*Excerpt*

Question Date: 2001-06-04
Answer 1:

Yes there is such a place the Gabon natural reactor in the southern part of Africa. Two billion years ago in what is now the Gabon Republic in equatorial Africa, a reach deposit of uranium at a site known as Oklo developed a natural chain reaction. In the process it produced radioactive waste identical to that produced by nuclear power generation today.
In 1972, the French government announced the discovery of the remains of this natural fission reactor. The French researched the sites and shared findings in 1975 at a conference sponsored by the International Atomic Energy Agency. Although the detailed aspects are still being studied, the initial results show that the waste did not move from where it was generated. It stayed tightly bound in the rocks where it was created. The waste did not enter the ground water but remained totally isolated from the environment-unknown until explorers went to the site in search of uranium.
Studies at Oklo are continuing and scientists are looking for other sites of "natural reactors" because of the unique opportunity they provide to study potential migration of fission products.
HERE IS A WEB SITE where you can learn more:
http://starfire.ne.uiuc.edu/ne201/course/topics/nuclear_waste/natural_reactor.html

Answer 2:

Radioactive isotopes do exist in nature. (Isotopes are any of 2 or more forms of the same element, which weigh different amounts. The number of protons is fixed for any element, but the number of neutrons in the nucleus can vary, thus producing isotopes. Uranium exists in nature as 2 radioactive isotopes. U-235 has a half-life of 710 million years and U-238 has a half-life of 4.5 billion years.) Radioactive isotopes decay at consistent rates. Geologists use the ratios of radioactive "parents" to their resulting stable products to determine the ages of rocks and minerals.
The specific case you are talking about took some special circumstances.
In the Oklo uranium mine of Gabon a natural reactor appears to have run for between 500,000 and 2,000,000 years. It happened about 1.85 billion years ago when there was more U-235. Uranium-rich sand and mud accumulated along with organic carbon is a basin about 2.1 billion years ago. The sediments were buried to shallow depths, and the uranium ore sustained nuclear fission reactions that heated the deposit to about 400C (750F).

*Dataset*
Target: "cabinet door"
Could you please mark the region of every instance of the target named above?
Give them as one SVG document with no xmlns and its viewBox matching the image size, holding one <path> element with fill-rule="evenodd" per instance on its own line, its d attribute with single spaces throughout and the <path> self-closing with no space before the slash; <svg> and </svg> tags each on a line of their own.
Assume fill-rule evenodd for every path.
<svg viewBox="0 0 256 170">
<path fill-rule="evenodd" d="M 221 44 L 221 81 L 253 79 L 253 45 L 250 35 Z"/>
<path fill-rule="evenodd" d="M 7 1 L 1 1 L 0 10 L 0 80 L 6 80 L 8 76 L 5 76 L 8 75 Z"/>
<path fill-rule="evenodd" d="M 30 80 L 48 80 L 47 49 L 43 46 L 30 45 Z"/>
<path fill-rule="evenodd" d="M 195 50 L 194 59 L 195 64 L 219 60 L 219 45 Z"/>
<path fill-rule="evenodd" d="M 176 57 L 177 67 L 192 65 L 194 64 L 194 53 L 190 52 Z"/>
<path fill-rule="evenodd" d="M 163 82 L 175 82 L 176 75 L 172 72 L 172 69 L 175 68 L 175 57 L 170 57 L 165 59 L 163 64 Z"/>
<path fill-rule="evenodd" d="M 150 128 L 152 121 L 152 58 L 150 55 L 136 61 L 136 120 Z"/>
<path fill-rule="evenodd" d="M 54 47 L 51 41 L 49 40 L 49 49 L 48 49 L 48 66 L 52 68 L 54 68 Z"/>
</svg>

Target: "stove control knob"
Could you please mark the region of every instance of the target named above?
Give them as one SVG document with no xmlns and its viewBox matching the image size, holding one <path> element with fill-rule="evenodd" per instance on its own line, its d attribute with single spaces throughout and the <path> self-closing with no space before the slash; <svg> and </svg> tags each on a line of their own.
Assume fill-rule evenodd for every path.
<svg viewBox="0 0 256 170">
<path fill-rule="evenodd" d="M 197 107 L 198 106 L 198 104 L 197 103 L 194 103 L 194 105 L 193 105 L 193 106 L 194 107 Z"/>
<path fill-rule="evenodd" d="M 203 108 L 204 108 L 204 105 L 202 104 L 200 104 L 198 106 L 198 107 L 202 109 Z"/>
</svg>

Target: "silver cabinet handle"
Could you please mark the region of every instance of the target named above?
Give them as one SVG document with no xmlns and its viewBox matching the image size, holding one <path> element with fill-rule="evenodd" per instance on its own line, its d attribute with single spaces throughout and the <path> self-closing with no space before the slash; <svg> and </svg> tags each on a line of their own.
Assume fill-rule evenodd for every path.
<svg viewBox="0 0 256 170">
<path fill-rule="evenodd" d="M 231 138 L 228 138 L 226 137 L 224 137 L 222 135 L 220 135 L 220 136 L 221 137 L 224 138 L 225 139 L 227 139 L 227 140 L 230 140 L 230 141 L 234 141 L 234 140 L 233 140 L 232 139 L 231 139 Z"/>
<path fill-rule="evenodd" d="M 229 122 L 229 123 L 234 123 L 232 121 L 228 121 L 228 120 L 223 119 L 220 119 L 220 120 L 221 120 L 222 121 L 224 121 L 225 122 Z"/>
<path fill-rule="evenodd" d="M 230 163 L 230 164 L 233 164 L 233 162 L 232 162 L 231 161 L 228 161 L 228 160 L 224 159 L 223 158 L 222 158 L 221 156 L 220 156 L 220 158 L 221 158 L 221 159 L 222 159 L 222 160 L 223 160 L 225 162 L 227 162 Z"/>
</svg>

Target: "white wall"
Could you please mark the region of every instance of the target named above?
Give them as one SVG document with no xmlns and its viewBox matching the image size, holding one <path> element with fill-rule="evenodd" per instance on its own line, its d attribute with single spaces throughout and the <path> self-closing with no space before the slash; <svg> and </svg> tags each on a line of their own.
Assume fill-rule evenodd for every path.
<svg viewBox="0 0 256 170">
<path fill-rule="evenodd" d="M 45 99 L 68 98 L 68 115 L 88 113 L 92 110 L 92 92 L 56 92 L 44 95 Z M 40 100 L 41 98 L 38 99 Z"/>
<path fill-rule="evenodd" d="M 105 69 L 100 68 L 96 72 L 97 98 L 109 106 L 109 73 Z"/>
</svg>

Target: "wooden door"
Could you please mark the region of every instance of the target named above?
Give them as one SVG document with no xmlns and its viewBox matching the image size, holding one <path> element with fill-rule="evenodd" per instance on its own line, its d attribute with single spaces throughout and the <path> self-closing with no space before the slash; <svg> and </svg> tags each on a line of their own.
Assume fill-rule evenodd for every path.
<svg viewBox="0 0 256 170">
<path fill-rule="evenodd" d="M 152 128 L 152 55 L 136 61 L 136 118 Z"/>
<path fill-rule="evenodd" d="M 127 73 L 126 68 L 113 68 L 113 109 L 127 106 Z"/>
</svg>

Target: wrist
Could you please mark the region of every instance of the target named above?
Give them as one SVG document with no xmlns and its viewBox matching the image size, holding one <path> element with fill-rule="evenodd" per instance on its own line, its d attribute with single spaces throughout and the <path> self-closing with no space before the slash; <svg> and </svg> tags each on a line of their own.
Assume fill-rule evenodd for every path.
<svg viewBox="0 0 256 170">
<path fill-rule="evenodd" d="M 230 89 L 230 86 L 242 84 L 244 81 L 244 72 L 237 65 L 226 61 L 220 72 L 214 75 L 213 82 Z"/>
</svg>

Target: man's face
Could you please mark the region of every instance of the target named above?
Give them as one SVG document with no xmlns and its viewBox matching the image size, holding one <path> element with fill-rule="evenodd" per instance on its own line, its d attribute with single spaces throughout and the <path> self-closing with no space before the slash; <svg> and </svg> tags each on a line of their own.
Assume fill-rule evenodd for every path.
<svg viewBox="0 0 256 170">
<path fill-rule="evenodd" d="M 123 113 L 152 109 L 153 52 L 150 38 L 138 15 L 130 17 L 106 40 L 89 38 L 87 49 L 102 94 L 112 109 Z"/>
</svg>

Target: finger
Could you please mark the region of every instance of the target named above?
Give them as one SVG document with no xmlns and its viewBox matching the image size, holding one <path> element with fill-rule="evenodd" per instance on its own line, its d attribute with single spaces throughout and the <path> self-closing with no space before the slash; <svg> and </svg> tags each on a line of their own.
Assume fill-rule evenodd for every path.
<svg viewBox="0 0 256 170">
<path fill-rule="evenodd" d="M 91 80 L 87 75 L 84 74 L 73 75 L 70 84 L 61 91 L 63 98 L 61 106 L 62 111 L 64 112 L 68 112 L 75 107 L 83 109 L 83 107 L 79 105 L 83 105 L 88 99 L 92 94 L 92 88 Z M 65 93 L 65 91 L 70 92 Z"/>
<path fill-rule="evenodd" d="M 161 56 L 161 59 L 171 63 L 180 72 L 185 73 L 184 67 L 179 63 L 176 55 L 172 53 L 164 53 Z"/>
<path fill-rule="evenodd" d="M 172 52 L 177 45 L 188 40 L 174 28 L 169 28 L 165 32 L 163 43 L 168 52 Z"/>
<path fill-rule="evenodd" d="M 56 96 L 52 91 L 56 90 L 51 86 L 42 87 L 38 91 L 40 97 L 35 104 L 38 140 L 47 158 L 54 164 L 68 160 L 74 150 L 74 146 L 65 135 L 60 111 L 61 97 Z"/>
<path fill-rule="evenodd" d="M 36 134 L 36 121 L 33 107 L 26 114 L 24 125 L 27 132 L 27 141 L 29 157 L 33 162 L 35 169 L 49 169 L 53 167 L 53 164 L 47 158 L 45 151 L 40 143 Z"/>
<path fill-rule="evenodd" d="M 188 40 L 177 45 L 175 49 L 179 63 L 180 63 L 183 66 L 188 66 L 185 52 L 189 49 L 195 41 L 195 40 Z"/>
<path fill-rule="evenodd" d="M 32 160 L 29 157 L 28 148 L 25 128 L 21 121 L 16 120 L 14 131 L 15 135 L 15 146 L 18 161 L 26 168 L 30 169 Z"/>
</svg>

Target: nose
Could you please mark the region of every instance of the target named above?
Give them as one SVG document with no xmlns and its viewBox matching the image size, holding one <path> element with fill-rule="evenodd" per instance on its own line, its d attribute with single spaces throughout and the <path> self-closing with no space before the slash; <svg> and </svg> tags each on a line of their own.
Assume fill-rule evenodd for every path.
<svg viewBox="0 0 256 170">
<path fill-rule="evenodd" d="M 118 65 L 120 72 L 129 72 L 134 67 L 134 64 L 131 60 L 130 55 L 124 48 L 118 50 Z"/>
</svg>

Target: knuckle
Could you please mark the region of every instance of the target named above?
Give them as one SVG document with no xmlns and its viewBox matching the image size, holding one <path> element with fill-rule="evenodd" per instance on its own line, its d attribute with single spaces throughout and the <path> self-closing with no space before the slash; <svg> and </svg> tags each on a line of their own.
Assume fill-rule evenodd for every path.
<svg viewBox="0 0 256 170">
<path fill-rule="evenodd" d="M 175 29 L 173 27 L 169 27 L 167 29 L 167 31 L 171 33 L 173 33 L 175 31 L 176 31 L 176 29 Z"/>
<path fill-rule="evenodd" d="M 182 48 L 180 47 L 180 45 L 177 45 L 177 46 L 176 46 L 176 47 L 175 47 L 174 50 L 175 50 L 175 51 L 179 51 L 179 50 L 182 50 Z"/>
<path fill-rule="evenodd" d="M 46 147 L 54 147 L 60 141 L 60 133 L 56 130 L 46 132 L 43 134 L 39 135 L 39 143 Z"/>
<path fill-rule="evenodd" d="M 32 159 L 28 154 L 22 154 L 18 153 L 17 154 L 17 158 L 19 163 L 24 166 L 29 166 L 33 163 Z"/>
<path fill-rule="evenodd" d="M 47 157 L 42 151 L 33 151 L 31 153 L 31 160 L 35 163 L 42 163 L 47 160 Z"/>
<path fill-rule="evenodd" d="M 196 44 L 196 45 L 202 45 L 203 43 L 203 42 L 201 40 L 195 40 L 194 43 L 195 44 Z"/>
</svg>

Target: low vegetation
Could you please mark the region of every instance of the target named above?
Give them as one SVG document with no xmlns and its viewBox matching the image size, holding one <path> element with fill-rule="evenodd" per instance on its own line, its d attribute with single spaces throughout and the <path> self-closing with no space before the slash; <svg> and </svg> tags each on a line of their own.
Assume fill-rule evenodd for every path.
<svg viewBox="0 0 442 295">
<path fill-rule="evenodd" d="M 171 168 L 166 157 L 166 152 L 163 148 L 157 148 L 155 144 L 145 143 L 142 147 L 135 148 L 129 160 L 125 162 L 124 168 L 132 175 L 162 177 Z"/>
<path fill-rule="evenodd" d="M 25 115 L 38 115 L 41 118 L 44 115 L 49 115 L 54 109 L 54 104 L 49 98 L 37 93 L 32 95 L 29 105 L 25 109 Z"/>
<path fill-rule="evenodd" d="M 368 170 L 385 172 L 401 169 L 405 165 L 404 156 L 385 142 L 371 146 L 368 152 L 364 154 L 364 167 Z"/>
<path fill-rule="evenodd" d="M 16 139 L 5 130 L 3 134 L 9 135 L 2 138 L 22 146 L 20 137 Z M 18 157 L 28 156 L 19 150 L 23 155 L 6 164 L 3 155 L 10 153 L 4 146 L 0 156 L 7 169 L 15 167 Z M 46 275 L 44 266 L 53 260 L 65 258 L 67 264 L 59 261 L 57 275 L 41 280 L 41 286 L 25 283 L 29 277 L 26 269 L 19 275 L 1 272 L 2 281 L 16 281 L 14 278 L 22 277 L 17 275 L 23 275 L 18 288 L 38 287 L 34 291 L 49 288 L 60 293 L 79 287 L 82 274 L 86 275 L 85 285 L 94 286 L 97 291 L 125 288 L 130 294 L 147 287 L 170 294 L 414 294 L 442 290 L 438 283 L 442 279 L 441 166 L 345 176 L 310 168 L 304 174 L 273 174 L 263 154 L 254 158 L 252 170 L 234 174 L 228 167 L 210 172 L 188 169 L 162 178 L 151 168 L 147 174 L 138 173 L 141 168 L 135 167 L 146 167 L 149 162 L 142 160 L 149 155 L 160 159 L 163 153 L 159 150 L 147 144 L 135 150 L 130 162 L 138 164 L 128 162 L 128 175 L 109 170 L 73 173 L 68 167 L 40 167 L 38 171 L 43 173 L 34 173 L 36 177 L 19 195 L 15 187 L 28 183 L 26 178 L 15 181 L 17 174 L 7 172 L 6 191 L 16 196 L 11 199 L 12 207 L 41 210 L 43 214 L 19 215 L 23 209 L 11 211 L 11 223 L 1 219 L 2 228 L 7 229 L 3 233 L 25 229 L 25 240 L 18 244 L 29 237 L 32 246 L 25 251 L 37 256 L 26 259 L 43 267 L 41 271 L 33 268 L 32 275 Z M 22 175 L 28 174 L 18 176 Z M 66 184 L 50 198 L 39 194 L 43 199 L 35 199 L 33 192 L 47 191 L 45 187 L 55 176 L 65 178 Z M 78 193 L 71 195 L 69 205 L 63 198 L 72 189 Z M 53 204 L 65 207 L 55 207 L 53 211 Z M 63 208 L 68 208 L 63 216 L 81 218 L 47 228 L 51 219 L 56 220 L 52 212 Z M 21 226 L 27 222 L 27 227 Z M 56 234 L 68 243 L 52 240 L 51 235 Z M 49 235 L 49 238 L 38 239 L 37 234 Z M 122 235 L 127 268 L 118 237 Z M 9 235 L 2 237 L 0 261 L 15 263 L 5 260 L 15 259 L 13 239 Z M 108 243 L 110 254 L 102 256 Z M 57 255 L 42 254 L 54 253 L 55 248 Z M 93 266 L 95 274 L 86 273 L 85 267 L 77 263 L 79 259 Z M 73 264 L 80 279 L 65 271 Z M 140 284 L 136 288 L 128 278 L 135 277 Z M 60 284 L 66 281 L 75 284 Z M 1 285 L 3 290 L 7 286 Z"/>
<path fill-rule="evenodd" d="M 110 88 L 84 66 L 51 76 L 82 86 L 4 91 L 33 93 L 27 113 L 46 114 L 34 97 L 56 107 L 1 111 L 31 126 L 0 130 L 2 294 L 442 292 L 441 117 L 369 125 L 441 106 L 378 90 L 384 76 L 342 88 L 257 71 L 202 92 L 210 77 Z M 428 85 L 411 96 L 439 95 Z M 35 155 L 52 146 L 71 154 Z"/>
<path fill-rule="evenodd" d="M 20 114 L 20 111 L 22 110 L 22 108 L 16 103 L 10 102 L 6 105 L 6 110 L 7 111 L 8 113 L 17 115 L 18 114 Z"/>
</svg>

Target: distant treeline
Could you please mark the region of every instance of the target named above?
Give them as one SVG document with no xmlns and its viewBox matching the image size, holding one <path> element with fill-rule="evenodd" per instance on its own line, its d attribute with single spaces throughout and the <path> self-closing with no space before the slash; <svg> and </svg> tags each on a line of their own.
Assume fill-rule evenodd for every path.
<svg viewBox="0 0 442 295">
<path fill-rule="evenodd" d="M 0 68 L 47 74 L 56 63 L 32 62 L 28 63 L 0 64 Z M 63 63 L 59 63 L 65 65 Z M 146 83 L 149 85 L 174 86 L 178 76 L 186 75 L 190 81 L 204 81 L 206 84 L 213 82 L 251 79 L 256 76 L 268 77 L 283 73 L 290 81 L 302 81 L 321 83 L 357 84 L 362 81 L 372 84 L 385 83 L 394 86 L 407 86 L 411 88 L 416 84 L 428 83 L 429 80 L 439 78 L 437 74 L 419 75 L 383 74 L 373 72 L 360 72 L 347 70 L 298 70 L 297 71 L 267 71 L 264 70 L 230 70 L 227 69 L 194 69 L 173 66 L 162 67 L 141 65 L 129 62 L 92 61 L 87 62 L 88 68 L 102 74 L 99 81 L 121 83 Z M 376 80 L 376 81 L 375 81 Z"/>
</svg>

*Your instructions*
According to the text on the Oklo natural reactor, why are scientists looking for other natural reactor sites? Explain in one to three sentences. The records were drawn from a separate source.

*Response box*
Scientists are looking for other natural reactor sites because such sites offer a unique opportunity to study how fission products might migrate.